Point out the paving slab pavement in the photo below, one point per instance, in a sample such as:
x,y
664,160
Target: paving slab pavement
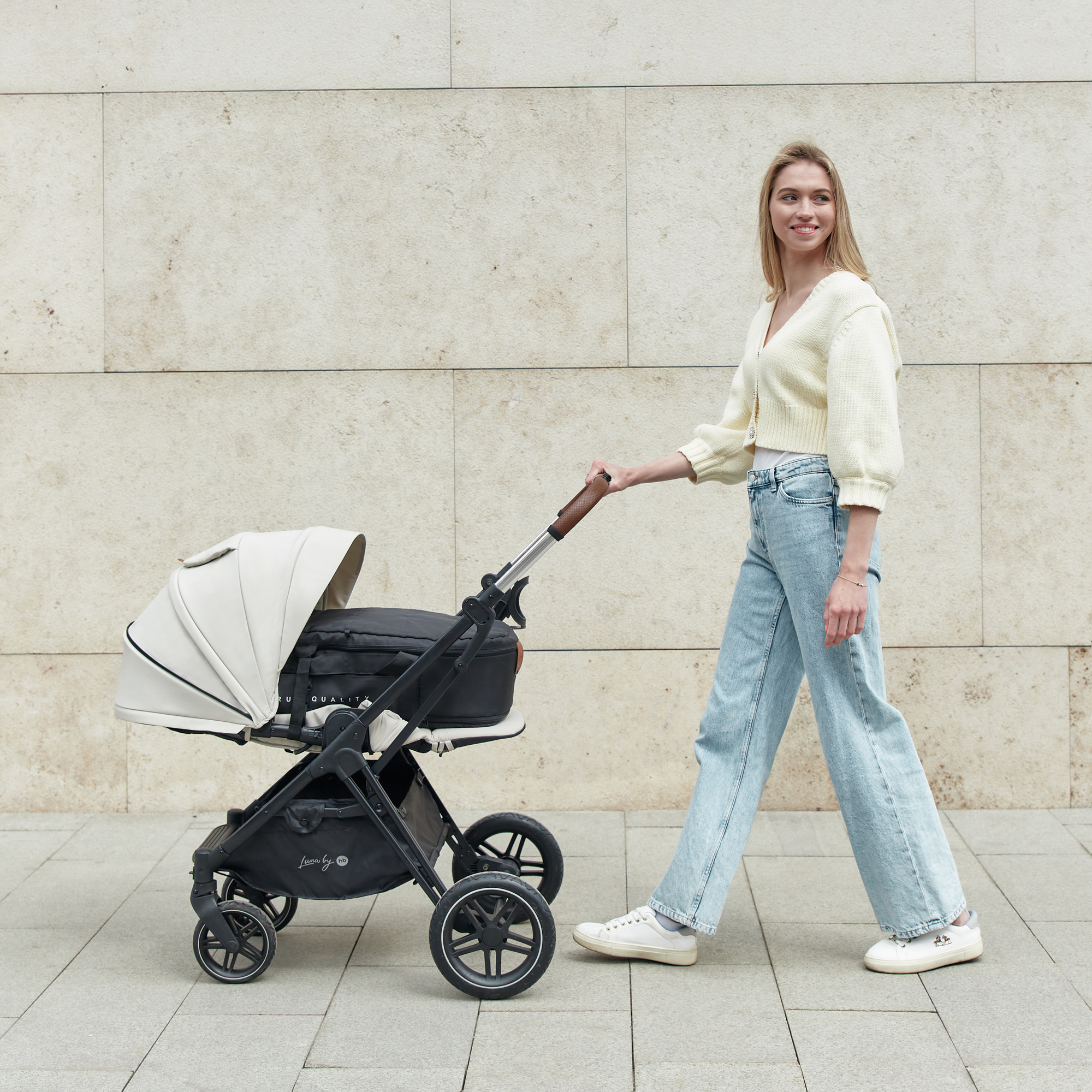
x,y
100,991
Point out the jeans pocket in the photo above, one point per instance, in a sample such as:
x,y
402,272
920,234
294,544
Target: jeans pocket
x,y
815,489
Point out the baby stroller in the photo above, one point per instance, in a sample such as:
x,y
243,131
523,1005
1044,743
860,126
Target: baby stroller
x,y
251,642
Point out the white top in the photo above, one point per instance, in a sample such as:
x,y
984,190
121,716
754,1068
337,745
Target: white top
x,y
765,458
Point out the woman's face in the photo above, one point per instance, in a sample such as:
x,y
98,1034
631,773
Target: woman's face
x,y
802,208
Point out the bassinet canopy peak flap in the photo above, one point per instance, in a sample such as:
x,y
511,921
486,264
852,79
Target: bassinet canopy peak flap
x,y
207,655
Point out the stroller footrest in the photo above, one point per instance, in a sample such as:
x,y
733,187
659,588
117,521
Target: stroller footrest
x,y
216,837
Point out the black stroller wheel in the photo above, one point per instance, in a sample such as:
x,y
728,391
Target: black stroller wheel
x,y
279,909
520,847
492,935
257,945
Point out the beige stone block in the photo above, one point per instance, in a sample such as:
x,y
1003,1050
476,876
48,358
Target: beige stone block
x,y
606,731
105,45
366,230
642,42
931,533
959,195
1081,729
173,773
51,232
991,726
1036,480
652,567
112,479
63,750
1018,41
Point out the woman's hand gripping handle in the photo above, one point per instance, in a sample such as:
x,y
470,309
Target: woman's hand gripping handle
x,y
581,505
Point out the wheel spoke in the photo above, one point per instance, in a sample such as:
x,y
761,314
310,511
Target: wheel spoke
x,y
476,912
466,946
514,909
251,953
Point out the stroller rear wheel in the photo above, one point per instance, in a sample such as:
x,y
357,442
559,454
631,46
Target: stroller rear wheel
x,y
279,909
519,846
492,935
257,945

Instructions for the task:
Print the entries above exactly, taking out only the pictures.

Result below:
Point out the paving slab pavement in the photo below, one point per instance, in a sample such as:
x,y
664,160
Target: paving slab pavement
x,y
100,991
Point out the jeans pocket in the photo above, one point per instance, in a sample such as:
x,y
402,272
920,234
294,544
Target: jeans pocket
x,y
815,489
Point out the baby stroller in the photo above, one point per instance, in a sample such as:
x,y
243,131
523,1005
1044,743
860,126
Target: baby stroller
x,y
251,642
Point out the white top in the photo above, one point per instance, in a sample such as:
x,y
984,190
121,716
754,1068
337,745
Target: white top
x,y
765,458
Point out the woman's face in the photo above, one point per instance, in a sample such as:
x,y
98,1034
631,773
Target: woman's face
x,y
802,208
Point out the bassinet canopy peak flap in the photo above, one point per instance, in a sample such as:
x,y
511,921
486,264
852,79
Target: bassinet canopy peak flap
x,y
207,655
Point out the stroller footrest in the photo above, one point per instance, in a sample such as:
x,y
733,187
659,588
117,521
Target: stroller footrest
x,y
216,837
Point out the black stroller wheel in the photo above, one point per instance, in a sample such as:
x,y
728,391
Target: black stroller wheel
x,y
279,909
520,847
492,935
257,945
Point out the beige stone block in the photo above, one point per instance, in a sample such as:
x,y
1003,1050
476,876
48,358
Target: beige stone block
x,y
606,731
105,45
366,230
642,42
931,533
959,195
1081,729
173,773
51,232
991,726
1036,480
652,567
112,479
63,750
1018,41
Point out the woman's hand gripping handle in the photo above, one point per instance, in a sample such as:
x,y
470,309
Target: woman's hand gripping handle
x,y
581,505
Point out the wheel spoke in the photo above, one point per instance, in a sample such as:
x,y
761,314
310,511
Target: wheel spoke
x,y
476,912
466,946
514,909
251,953
Point out the stroller rear wheel in the photo above, one point per instance, in a sample such as:
x,y
357,442
559,454
631,46
Target: stroller rear wheel
x,y
279,909
519,846
492,935
257,945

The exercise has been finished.